- _SHORT EXERCISE_
Omit the pictures and return every entry exactly as written.
— START RECORDS FOR THE EXERCISE —
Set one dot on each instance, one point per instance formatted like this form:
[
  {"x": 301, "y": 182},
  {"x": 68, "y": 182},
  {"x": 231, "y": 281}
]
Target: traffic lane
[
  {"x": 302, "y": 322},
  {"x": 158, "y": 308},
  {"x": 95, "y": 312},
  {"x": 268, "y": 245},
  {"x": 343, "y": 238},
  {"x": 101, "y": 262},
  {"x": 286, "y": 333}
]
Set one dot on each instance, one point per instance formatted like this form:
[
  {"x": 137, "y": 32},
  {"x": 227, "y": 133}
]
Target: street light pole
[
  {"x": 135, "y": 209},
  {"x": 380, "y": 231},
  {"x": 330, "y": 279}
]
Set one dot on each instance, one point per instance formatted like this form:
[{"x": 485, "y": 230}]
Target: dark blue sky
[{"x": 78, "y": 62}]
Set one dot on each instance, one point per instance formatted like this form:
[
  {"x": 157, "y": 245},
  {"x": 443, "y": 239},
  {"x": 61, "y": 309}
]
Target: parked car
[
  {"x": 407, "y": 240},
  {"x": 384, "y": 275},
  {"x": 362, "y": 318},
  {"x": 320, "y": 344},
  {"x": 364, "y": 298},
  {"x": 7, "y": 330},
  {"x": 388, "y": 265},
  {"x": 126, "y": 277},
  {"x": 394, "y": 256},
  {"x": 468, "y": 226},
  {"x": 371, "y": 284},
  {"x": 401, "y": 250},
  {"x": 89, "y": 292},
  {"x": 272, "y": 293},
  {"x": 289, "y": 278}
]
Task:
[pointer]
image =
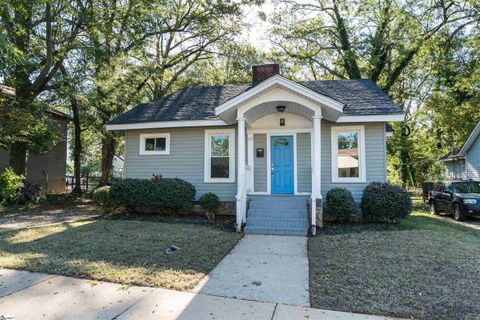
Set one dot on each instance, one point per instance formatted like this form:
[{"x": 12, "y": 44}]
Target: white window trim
[
  {"x": 361, "y": 153},
  {"x": 231, "y": 153},
  {"x": 145, "y": 136}
]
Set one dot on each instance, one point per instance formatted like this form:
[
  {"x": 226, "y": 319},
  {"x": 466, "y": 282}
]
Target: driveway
[
  {"x": 25, "y": 295},
  {"x": 262, "y": 268},
  {"x": 471, "y": 222}
]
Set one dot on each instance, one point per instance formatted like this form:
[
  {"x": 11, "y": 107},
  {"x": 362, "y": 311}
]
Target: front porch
[
  {"x": 277, "y": 215},
  {"x": 279, "y": 149}
]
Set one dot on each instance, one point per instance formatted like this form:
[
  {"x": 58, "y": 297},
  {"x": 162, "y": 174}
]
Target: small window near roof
[
  {"x": 155, "y": 144},
  {"x": 219, "y": 156},
  {"x": 348, "y": 154}
]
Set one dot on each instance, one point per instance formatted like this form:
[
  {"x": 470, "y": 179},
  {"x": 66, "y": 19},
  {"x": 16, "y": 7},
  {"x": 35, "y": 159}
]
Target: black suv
[{"x": 462, "y": 198}]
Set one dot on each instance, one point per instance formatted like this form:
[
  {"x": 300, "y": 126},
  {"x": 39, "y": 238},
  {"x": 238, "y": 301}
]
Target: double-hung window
[
  {"x": 219, "y": 155},
  {"x": 348, "y": 154},
  {"x": 155, "y": 144}
]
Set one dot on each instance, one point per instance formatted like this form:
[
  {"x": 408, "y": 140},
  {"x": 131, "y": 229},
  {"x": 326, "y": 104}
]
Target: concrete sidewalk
[
  {"x": 27, "y": 295},
  {"x": 262, "y": 268}
]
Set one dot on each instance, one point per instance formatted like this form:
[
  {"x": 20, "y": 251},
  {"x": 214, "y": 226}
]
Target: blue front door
[{"x": 282, "y": 164}]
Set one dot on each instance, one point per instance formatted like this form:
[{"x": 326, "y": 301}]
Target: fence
[{"x": 86, "y": 183}]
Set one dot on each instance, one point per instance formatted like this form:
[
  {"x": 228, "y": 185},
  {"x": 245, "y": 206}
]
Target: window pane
[
  {"x": 149, "y": 144},
  {"x": 348, "y": 164},
  {"x": 219, "y": 146},
  {"x": 281, "y": 142},
  {"x": 219, "y": 167},
  {"x": 160, "y": 144}
]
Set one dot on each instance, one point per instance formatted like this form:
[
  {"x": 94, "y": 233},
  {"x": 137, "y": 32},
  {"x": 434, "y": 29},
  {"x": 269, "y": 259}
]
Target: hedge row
[
  {"x": 161, "y": 195},
  {"x": 381, "y": 202}
]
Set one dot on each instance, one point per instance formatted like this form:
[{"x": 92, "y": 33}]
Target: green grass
[
  {"x": 422, "y": 268},
  {"x": 128, "y": 252}
]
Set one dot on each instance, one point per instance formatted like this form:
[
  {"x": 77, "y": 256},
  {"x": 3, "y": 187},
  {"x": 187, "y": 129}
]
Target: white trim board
[
  {"x": 282, "y": 81},
  {"x": 372, "y": 118},
  {"x": 166, "y": 124}
]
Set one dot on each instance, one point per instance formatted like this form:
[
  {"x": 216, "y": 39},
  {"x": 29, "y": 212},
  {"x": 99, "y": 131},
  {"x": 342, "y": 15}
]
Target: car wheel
[
  {"x": 457, "y": 212},
  {"x": 433, "y": 208}
]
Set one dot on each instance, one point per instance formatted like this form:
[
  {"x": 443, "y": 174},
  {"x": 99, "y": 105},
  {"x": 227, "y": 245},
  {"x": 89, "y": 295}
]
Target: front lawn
[
  {"x": 422, "y": 268},
  {"x": 128, "y": 252}
]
— END RECORDS FOR THE EXERCISE —
- _TASK RESPONSE_
Set one dot on each instance, one point per instance formatted like this form:
[
  {"x": 301, "y": 182},
  {"x": 68, "y": 182},
  {"x": 231, "y": 281}
]
Target: traffic lane
[
  {"x": 302, "y": 322},
  {"x": 158, "y": 308},
  {"x": 95, "y": 312},
  {"x": 268, "y": 245},
  {"x": 343, "y": 238},
  {"x": 101, "y": 262},
  {"x": 286, "y": 333}
]
Set one dot on each instance, one point per instance formatted like this form:
[
  {"x": 137, "y": 32},
  {"x": 227, "y": 133}
]
Target: street light pole
[
  {"x": 135, "y": 209},
  {"x": 380, "y": 231},
  {"x": 330, "y": 279}
]
Set one dot on each instance, one point per instance formatted like this form:
[{"x": 485, "y": 230}]
Target: dark blue sky
[{"x": 78, "y": 62}]
Set one dot on each instance, one point per instance formatted like this form:
[
  {"x": 157, "y": 245},
  {"x": 443, "y": 239},
  {"x": 61, "y": 309}
]
Target: parked car
[
  {"x": 407, "y": 240},
  {"x": 384, "y": 275},
  {"x": 362, "y": 318},
  {"x": 320, "y": 344},
  {"x": 364, "y": 298},
  {"x": 7, "y": 330},
  {"x": 388, "y": 265},
  {"x": 126, "y": 277},
  {"x": 394, "y": 256},
  {"x": 468, "y": 226},
  {"x": 371, "y": 284},
  {"x": 401, "y": 250},
  {"x": 89, "y": 292},
  {"x": 272, "y": 293},
  {"x": 289, "y": 278}
]
Task:
[pointer]
image =
Set one dot on each instance, one point per instance formatted like this form:
[{"x": 12, "y": 44}]
Target: white window trim
[
  {"x": 361, "y": 153},
  {"x": 231, "y": 153},
  {"x": 145, "y": 136}
]
Set one dot on each instance, one point per instance formatted like this form:
[
  {"x": 226, "y": 319},
  {"x": 466, "y": 282}
]
Target: driveway
[
  {"x": 25, "y": 295},
  {"x": 262, "y": 268},
  {"x": 471, "y": 222}
]
Set one dot on each instance, one point per instance formatted like this form:
[
  {"x": 11, "y": 107},
  {"x": 362, "y": 311}
]
Target: front porch
[
  {"x": 277, "y": 215},
  {"x": 279, "y": 149}
]
Set one dot on each instance, one point per instance formatted like this form:
[
  {"x": 58, "y": 297},
  {"x": 162, "y": 174}
]
Target: small window near roof
[
  {"x": 155, "y": 144},
  {"x": 219, "y": 156},
  {"x": 348, "y": 154}
]
Set one dot on each instance, one point per instance formatted like this form:
[
  {"x": 470, "y": 179},
  {"x": 66, "y": 19},
  {"x": 16, "y": 7},
  {"x": 35, "y": 159}
]
Target: black suv
[{"x": 462, "y": 198}]
Set one dot on each instance, one point per instance formatted like this form:
[
  {"x": 300, "y": 126},
  {"x": 39, "y": 238},
  {"x": 238, "y": 301}
]
Target: double-hung window
[
  {"x": 219, "y": 155},
  {"x": 348, "y": 154},
  {"x": 155, "y": 144}
]
Set one dot on each instance, one point per instance formatted like this form:
[
  {"x": 408, "y": 140},
  {"x": 131, "y": 229},
  {"x": 326, "y": 104}
]
Target: concrete sidewalk
[
  {"x": 27, "y": 295},
  {"x": 262, "y": 268}
]
Set one dot on each instance, one point per instance formatted like this form:
[
  {"x": 20, "y": 251},
  {"x": 214, "y": 226}
]
Target: blue front door
[{"x": 282, "y": 164}]
Set one dot on each instance, one point per instance formatted like this form:
[{"x": 326, "y": 301}]
Target: fence
[{"x": 86, "y": 183}]
Set one dot on each instance, one point per instance formatted like this form:
[
  {"x": 228, "y": 185},
  {"x": 245, "y": 206}
]
Target: window pane
[
  {"x": 149, "y": 144},
  {"x": 348, "y": 164},
  {"x": 219, "y": 146},
  {"x": 281, "y": 142},
  {"x": 219, "y": 167},
  {"x": 160, "y": 144}
]
Set one dot on each instance, one point per instance formatted like this form:
[
  {"x": 94, "y": 233},
  {"x": 137, "y": 32},
  {"x": 434, "y": 29},
  {"x": 269, "y": 259}
]
Target: hedge row
[
  {"x": 161, "y": 195},
  {"x": 381, "y": 202}
]
Set one dot on each instance, one point per instance formatted like this form:
[{"x": 92, "y": 33}]
Target: green grass
[
  {"x": 422, "y": 268},
  {"x": 128, "y": 252}
]
Set one dot on each instance, one point per instance formatted like this form:
[
  {"x": 77, "y": 256},
  {"x": 3, "y": 187},
  {"x": 187, "y": 129}
]
Target: white trim board
[
  {"x": 282, "y": 81},
  {"x": 372, "y": 118},
  {"x": 166, "y": 124}
]
Set one dot on each instance, one point per instance formatted like this form:
[
  {"x": 216, "y": 39},
  {"x": 29, "y": 212},
  {"x": 99, "y": 131},
  {"x": 342, "y": 15}
]
Target: car wheel
[
  {"x": 457, "y": 212},
  {"x": 433, "y": 208}
]
Set one dot on each instance, one point per instance formatted like this form:
[
  {"x": 443, "y": 174},
  {"x": 99, "y": 105},
  {"x": 227, "y": 245},
  {"x": 89, "y": 295}
]
Target: front lawn
[
  {"x": 422, "y": 268},
  {"x": 128, "y": 252}
]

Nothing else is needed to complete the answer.